### Job
Transcribe the passage of the forum thread on rationals and irrationals that begins with the words "Not sure if" and ends with "[1/k - 0]/(h/k - x).".

### Selected text
"""
Rationals and Irrationals
Maury Barbato
consider the well-known function f:(0,1)->R defined by
f(x) = 1/n if x = m/n, with m and n relatively prime,
f(x) = 0 if x is irrational.
Does there exist the right (left) limit of the
difference quotient for x irrational?
I think the answer is no, but a proof is not so
trivial, beacuse it implies to study the set
S={ m - n*x | m<n are positive integers relatively prime}
Some idea?
Thank you veru much for your attention.
My Best Regards,
Maury Barbato
Arturo Magidin
> Hello,
> consider the well-known function f:(0,1)->R defined by
>
> f(x) = 1/n if x = m/n, with m and n relatively prime,
>
> f(x) = 0 if x is irrational.
>
> Does there exist the right (left) limit of the
> difference quotient for x irrational?
> I think the answer is no, but a proof is not so
> trivial, beacuse it implies to study the set
>
> S={ m - n*x | m<n are positive integers relatively prime}
>
> Some idea?
It looks vaguely like the kind of considerations made in Hurwitz's
theorem and variants thereof. For example,
Hurwitz's Theorem. Given any irrational number x, there exist
infinitely many different rational numbers h/k (with h and k
relatively prime) such that
| x - (h/k)| < 1/[sqrt(5)k^2].
Moreover, the sqrt(5) factor is best possible.
Not sure if that helps, but perhaps a way to start looking around.
In general, the subject of "Diophantine Approximation" deals with the
problem of: given an irrational number x, to determine all solutions
of |qx - p| < psi(q), where psi is a positive, decreasing function of
real variable, and p and q are integers.
Don't know if that will help, but it looks similar to what you are
looking at.
--
Arturo Magidin
Dan Cass
For x irrational and rational r=h/k in lowest terms,
the difference quotient is
** [f(r)-f(x)]/(r-x) = [1/k - 0]/(h/k - x).
From Arturo's post, for infinitely many fractions h/k,
| x - (h/k)| < 1/[sqrt(5)k^2].
From this, 1/|h/k - x| > sqrt(5)*k^2.
So for these fractions h/k, the difference quotient
is at least sqrt(5)*k in absolute value.
So the difference quotient is unbounded (from either side).
On the other hand, if y is an irrational near the irrational x, the difference quotient is 0.
"""
### Information supplied
"""
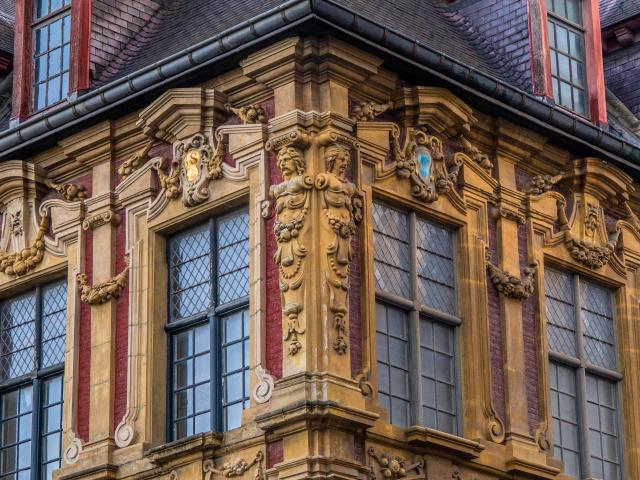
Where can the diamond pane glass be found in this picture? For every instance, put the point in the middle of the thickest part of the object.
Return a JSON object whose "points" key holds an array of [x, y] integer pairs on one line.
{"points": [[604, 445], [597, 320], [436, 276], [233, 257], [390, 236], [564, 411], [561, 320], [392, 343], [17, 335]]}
"""
"""
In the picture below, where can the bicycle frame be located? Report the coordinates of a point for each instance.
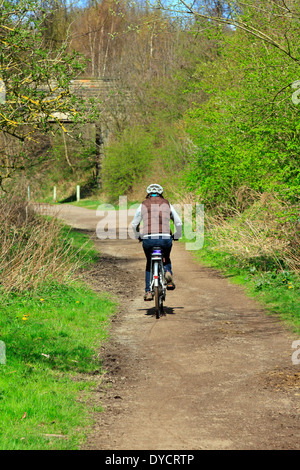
"""
### Result of the task
Not sure if that helps, but perhaps a way to start looking around.
In general, the subject of "Diophantine Approximation" deals with the
problem of: given an irrational number x, to determine all solutions
of |qx - p| < psi(q), where psi is a positive, decreasing function of
real variable, and p and q are integers.
Don't know if that will help, but it looks similar to what you are
looking at.
--
Arturo Magidin
Dan Cass
For x irrational and rational r=h/k in lowest terms,
the difference quotient is
** [f(r)-f(x)]/(r-x) = [1/k - 0]/(h/k - x).